[START OF STORED DATA]

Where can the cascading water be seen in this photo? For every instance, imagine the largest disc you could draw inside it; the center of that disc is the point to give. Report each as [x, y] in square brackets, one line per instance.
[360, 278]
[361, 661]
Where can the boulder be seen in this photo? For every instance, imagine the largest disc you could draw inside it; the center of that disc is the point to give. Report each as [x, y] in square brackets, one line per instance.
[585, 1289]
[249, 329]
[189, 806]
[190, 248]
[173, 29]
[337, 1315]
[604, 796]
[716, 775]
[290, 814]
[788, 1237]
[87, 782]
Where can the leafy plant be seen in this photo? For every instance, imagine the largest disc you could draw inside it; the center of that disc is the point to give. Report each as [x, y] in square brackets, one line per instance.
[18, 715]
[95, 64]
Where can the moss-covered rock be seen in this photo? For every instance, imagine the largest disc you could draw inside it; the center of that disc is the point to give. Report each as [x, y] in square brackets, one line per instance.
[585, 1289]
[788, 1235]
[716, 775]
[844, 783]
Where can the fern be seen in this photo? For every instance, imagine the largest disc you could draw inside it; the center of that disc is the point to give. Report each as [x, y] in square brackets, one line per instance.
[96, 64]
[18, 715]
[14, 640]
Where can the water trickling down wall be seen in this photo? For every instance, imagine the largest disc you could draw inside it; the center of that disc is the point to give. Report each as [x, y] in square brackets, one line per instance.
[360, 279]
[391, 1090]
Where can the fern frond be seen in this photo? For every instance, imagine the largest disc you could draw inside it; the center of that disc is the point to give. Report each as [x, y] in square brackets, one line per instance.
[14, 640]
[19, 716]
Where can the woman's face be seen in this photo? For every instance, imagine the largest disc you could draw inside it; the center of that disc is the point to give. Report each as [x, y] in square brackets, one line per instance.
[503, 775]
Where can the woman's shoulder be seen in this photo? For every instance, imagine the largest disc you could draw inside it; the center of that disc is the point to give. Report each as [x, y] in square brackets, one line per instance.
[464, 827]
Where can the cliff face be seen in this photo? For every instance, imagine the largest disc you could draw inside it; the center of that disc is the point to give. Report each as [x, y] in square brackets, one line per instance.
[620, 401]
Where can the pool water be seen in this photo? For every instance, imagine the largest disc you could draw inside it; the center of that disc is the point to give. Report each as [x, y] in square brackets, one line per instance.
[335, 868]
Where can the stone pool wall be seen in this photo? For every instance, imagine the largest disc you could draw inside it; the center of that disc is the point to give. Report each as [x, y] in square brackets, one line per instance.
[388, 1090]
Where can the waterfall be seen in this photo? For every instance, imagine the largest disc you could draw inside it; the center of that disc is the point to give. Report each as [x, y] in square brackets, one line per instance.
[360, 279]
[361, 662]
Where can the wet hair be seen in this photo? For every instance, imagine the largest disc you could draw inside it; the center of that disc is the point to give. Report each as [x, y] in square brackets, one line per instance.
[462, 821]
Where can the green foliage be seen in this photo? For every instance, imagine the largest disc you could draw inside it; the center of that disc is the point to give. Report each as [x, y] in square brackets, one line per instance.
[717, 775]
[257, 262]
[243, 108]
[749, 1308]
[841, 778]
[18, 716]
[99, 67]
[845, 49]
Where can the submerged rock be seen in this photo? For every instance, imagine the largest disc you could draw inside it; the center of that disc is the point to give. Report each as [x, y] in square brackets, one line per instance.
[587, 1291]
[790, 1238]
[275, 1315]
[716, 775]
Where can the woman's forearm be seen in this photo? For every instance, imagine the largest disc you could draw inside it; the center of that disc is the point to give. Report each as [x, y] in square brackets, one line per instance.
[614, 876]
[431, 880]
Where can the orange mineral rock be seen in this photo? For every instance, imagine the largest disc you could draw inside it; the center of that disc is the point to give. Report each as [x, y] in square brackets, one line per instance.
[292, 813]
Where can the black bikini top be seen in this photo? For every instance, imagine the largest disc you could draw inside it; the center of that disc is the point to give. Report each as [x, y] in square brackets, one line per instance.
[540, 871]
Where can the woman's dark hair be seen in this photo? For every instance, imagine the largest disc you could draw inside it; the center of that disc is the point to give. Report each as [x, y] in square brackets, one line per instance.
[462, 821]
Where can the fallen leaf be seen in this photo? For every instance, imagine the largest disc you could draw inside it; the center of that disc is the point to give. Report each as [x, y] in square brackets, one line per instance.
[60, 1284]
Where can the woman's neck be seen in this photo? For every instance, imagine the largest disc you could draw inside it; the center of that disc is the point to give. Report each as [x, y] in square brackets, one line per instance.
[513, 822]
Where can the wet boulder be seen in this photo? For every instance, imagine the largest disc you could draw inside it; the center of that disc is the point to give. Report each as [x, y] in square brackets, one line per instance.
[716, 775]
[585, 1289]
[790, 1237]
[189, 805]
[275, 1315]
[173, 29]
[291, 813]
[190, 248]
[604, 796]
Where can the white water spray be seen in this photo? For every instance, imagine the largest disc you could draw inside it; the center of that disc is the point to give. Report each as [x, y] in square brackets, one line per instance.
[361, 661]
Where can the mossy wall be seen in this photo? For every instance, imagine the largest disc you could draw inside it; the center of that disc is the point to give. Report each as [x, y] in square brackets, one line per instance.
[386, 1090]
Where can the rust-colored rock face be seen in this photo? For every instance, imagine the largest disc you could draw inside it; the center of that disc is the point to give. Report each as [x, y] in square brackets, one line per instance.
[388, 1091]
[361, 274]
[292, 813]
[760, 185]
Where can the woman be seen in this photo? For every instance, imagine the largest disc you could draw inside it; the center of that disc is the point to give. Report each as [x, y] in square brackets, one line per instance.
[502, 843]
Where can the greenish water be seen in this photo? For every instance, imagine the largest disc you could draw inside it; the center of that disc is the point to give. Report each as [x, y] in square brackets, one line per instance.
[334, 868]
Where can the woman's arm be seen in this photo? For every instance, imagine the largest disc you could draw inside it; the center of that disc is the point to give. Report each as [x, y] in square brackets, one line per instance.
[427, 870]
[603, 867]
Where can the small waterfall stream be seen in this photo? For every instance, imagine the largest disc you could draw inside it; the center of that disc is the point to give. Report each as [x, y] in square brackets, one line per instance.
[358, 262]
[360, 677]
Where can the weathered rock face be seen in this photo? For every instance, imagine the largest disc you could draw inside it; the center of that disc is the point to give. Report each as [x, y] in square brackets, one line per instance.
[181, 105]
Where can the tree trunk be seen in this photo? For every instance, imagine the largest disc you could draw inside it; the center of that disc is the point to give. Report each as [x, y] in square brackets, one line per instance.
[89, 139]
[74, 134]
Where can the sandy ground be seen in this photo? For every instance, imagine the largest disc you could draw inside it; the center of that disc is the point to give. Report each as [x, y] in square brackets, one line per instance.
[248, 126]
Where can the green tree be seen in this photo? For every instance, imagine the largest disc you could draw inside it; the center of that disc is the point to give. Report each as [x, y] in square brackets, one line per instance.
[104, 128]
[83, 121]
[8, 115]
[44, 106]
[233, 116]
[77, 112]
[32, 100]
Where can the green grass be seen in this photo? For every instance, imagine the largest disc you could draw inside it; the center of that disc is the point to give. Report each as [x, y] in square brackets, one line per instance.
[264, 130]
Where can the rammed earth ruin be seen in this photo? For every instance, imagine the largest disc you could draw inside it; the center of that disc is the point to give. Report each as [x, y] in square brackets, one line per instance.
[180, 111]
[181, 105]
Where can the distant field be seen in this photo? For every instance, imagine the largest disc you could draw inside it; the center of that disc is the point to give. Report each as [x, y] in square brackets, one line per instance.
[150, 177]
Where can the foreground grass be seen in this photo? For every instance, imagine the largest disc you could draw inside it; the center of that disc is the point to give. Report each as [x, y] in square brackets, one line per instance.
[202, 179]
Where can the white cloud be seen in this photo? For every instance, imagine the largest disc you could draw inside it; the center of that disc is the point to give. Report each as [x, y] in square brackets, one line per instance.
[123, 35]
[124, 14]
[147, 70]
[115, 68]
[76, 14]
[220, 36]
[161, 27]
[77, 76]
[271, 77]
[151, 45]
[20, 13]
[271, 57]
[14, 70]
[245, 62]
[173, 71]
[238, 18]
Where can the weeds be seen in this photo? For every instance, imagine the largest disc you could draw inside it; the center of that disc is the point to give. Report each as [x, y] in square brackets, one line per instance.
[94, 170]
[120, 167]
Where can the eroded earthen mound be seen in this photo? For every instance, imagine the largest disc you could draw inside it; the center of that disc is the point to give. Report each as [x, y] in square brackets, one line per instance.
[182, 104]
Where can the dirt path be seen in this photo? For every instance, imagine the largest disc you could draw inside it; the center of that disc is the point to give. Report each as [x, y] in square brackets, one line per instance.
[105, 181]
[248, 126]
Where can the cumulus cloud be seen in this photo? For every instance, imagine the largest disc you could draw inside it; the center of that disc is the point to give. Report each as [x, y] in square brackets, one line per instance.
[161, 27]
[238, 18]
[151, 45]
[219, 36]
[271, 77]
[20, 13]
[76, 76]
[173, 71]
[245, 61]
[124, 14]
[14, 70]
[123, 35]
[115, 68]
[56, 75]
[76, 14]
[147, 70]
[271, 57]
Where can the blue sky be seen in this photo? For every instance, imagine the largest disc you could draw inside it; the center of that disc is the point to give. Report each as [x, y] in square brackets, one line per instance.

[END OF STORED DATA]

• [TO BE DONE]: Put the data from the line containing "Where can the dirt" through the last line into a Markdown table with two columns, "No." and "Text", numbering each line in order and skipping any blank lines.

• [WRITTEN RESPONSE]:
| No. | Text |
|---|---|
| 1 | Where can the dirt path be seen in this photo? For every instance, imagine the largest disc you could draw inside it; the center of that disc is the point to give. Report each as [x, y] in square brackets, one line per instance. |
| 2 | [105, 181] |
| 3 | [248, 126] |
| 4 | Where can the cumulus cloud be seen in this photo? For every instance, imagine the largest disc you could draw inside it; the center of that disc is the point to give. Report each as [x, y] in square brackets, one line per instance. |
| 5 | [161, 27] |
| 6 | [238, 18] |
| 7 | [151, 45] |
| 8 | [219, 36] |
| 9 | [271, 77] |
| 10 | [20, 13] |
| 11 | [76, 76] |
| 12 | [173, 71] |
| 13 | [245, 61] |
| 14 | [124, 14] |
| 15 | [14, 70] |
| 16 | [123, 35] |
| 17 | [115, 68] |
| 18 | [56, 75] |
| 19 | [76, 14] |
| 20 | [147, 70] |
| 21 | [271, 57] |
| 22 | Where can the blue sky be seen in this photo? For every instance, imagine the largest disc you could draw inside it; the center of that disc is the point to give. Report each as [x, y] in square brackets, one line per instance. |